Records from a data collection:
━━━━━━━━

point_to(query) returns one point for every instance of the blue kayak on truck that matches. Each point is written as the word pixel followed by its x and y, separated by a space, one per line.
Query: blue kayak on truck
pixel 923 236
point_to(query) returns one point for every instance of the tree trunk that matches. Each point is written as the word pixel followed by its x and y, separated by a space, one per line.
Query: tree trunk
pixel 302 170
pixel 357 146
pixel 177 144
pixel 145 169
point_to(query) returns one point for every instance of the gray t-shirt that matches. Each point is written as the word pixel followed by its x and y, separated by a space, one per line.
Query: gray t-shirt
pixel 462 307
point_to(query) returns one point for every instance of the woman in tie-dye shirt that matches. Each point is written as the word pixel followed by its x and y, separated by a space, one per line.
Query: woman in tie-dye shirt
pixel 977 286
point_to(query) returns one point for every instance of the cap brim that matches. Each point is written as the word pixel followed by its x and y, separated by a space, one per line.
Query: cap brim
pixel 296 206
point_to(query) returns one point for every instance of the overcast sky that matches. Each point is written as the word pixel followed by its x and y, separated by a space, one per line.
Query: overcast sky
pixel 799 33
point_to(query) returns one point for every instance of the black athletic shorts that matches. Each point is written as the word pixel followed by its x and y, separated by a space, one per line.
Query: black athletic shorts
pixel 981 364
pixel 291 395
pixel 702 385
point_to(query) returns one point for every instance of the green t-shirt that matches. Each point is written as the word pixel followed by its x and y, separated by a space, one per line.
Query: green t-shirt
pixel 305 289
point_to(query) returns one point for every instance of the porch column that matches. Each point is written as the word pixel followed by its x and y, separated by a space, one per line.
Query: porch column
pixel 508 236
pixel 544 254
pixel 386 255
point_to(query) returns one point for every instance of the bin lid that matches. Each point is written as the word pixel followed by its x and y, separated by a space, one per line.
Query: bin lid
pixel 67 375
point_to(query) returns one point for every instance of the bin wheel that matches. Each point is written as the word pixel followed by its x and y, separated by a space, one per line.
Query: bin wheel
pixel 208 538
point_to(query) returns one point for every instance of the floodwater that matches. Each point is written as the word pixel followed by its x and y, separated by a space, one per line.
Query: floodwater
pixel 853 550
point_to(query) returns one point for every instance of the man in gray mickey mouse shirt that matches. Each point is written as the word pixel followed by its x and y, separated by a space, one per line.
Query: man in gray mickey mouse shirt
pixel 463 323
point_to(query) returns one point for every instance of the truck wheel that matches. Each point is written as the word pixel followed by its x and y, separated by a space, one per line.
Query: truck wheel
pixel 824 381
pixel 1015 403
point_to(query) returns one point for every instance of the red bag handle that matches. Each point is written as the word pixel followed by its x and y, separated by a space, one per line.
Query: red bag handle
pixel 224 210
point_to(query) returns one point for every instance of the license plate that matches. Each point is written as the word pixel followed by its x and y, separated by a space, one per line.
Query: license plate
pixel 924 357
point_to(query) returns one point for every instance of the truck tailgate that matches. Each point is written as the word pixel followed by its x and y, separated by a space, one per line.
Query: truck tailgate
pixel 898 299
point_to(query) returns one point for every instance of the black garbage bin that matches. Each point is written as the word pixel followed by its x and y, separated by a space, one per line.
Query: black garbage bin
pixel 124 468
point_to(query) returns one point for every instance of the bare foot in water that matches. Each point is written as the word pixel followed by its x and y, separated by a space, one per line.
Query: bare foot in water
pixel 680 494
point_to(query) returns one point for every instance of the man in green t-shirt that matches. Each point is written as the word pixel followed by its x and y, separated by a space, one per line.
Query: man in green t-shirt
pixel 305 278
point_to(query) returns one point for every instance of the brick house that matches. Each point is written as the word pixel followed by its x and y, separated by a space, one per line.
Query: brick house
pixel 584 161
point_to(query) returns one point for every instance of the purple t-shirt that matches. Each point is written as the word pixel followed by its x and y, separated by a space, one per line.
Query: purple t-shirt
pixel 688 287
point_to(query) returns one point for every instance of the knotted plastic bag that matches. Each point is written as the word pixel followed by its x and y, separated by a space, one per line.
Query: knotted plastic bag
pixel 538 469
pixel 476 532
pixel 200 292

━━━━━━━━

Exercise objective: Take the line that contains "the truck tailgate" and every line after it to the end of the entries above, and reproduce them exactly.

Task solution:
point_to(query) returns one point for every instance of the truck tailgate that matches. Each point is written as the word pixel followed by its x and y, separated by a space, one per line.
Query: truck tailgate
pixel 898 299
point_to(query) returns one point for every instance of the black garbage bin that matches. Each point is written as the word pixel followed by its x and y, separated by a space, one per line.
Query: black garbage bin
pixel 124 468
point_to(query) returns one point for every instance of the bare foot in water that matches. Each point is written as the word pixel followed by its x and y, separated by a space, one per line.
Query: bare foot in water
pixel 680 494
point_to(query) returns one point for every instance of the man in green t-shirt that matches. Each point is written as the word pixel followed by its x and y, separated by a space, one per line.
Query: man in green t-shirt
pixel 305 278
point_to(query) returns one point for every instance of the brick house that matches. Each point is written as the word pixel followed by its x and y, separated by a space, one per line.
Query: brick house
pixel 584 161
point_to(query) returns one point for every instance of the purple t-shirt that matches. Each point is written as the word pixel followed by its x and y, separated by a space, one per line.
Query: purple t-shirt
pixel 688 287
point_to(query) returns one point for every instance of the knotted plastic bag that matches. Each point is written as the word pixel followed by its x and y, separated by a space, one per line.
Query: knotted plastic bag
pixel 538 469
pixel 476 532
pixel 200 292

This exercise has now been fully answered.